# [To be done]
Copy the records below, substituting "scene inspection" for every "set-piece analysis" and changing nothing else.

# [Records for the task]
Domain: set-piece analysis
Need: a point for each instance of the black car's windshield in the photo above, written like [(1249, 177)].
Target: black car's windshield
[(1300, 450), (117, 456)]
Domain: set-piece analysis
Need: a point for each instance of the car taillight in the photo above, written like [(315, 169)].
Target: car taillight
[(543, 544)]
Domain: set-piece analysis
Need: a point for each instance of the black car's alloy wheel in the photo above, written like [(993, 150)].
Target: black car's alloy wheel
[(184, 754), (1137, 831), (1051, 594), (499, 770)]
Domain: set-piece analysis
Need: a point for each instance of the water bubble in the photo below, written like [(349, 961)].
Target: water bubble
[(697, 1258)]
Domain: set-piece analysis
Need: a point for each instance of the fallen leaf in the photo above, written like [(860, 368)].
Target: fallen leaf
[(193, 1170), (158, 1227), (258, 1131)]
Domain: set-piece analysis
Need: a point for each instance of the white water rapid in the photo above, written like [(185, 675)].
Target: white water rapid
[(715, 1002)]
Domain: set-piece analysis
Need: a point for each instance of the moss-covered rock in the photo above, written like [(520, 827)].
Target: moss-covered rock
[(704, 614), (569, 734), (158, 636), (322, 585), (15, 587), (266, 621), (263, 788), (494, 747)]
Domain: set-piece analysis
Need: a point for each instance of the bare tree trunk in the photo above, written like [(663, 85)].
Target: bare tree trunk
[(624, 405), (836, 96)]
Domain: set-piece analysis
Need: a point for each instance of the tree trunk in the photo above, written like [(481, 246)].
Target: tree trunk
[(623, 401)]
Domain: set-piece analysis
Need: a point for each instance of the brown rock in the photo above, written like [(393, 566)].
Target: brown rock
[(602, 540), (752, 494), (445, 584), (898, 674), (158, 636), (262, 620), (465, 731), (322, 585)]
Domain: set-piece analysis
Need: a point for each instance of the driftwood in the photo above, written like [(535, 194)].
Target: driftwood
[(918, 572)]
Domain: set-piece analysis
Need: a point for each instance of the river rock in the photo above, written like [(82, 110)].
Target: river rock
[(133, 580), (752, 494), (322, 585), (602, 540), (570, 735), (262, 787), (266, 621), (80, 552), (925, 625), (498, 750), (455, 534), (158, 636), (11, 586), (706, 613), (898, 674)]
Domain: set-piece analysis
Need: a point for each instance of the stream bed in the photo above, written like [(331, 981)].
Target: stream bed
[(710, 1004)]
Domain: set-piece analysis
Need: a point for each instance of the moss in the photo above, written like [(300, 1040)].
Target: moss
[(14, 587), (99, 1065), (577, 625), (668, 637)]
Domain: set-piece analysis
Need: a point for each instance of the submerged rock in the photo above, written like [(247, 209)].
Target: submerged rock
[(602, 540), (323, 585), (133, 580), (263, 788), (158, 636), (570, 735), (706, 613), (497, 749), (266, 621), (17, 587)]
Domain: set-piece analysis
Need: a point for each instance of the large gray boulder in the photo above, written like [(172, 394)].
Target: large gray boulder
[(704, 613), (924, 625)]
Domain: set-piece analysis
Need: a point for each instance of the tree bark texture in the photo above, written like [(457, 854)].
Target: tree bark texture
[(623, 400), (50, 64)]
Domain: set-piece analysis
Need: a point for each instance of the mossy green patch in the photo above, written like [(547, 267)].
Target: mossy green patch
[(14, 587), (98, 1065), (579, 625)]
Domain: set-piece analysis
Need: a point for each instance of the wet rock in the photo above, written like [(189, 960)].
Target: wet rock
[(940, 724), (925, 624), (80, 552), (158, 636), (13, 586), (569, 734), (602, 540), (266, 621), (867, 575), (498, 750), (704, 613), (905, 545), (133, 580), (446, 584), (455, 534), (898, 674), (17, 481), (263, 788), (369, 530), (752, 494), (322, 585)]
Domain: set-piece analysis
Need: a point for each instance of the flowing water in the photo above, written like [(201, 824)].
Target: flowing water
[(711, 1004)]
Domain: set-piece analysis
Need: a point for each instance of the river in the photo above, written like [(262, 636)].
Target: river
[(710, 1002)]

# [Final result]
Domain: scene inspection
Need: a point for each instance of the black car's windshield in the photo above, written like [(1249, 177)].
Target: black car's windshield
[(1300, 450), (117, 456)]
Domain: scene inspection
Need: a point for each instance of the car taillight in the photo above, written like [(315, 169)].
Target: car taillight
[(543, 544)]
Domain: scene inspection
Need: a point for each instance of the black car's alloy wheel in the photo above, written like [(993, 150)].
Target: black car's alloy wheel
[(184, 754), (1137, 831), (1051, 594), (499, 770)]
Domain: scene inspection
Need: a point for each instance of the water bubble in the photo below, written like [(349, 961)].
Target: water bubble
[(697, 1258)]
Domain: scene inspection
Need: a point for each instance of the fallen leaf in the photo above, written like [(860, 368)].
Target: fallen leaf
[(193, 1170), (158, 1227), (258, 1131)]
Domain: scene inspection
Need: a point for each instance of the white water rapid in the photo above, written like [(185, 675)].
Target: white water rapid
[(715, 1002)]
Domain: scene inspection
Need: a point for each instance of the moss-covered rock in the photo above, written like [(520, 827)].
Target: moss-covered rock
[(704, 614), (569, 734), (158, 636), (322, 585), (15, 587), (266, 621), (263, 788), (494, 747)]
Domain: scene inspection
Need: a point for each instance of the bare tree trunk in the photo above, written like [(663, 85)].
Target: bare tree trunk
[(624, 405), (836, 96)]
Domain: scene inspection
Need: a point for each instance of the tree trunk in the photo above, written like [(481, 246)].
Target: tree trunk
[(623, 401)]
Domain: scene inspection
Need: a point for each instance of the brown rock in the photo above, written like [(393, 566)].
Target: brown rock
[(602, 540), (752, 494), (445, 584), (898, 674), (158, 636), (262, 620), (465, 731), (322, 585)]
Domain: scene inspection
Need: a point for each instance of the driftwood in the photo above, written like [(535, 194)].
Target: driftwood
[(918, 572)]
Domain: scene inspection
Need: a point for each instance of the river rock in the photo above, written like [(82, 110)].
Target: river rock
[(133, 580), (752, 494), (322, 585), (602, 540), (570, 735), (262, 787), (266, 621), (80, 552), (925, 625), (498, 750), (455, 534), (158, 636), (11, 586), (706, 613), (898, 674)]
Domain: scene inspection
Need: a point for each instance of the stream bed in the photo above, written like [(331, 981)].
Target: stream bed
[(710, 1004)]
Domain: scene inspection
Need: a point for each instance of the moss in the photo above, written like [(300, 1040)].
Target: moss
[(14, 587), (99, 1065), (577, 625), (668, 637)]
Domain: scene inspection
Need: a point for each instance of the submerged rock in the photo above, written like [(247, 209)].
Target: submerged rock
[(602, 540), (323, 585), (133, 580), (263, 788), (158, 636), (570, 735), (706, 613), (497, 749), (266, 621), (17, 587)]
Domain: scene inspection
Need: a point for each instance of the large gray boulder in the photo above, written like [(172, 394)].
Target: large gray boulder
[(704, 613), (924, 625)]
Domain: scene inspection
Need: a point for each instance of the tree bark texture in the photo above, written like [(457, 854)].
Target: tree bark texture
[(623, 400), (50, 64)]
Domain: scene inspection
Need: a point for each instance of the mossy green patch in the photo above, written like [(547, 267)].
Target: mossy green patch
[(14, 587), (98, 1065), (579, 625)]
Domain: scene inspection
Need: a point for each instance of the wet rock in the photo above, written like [(189, 960)].
Target: wet rock
[(940, 724), (925, 624), (80, 552), (158, 636), (13, 586), (569, 734), (602, 540), (266, 621), (867, 575), (498, 750), (704, 613), (905, 545), (133, 580), (446, 584), (455, 534), (898, 674), (17, 481), (263, 788), (369, 530), (752, 494), (322, 585)]
Domain: scene inspection
Need: a point for each instance of the flowing water in the photo above, written like [(201, 824)].
Target: flowing water
[(711, 1004)]
Domain: scene inspection
Need: a point for each instance of the river in the photo above, written like [(262, 636)].
Target: river
[(710, 1002)]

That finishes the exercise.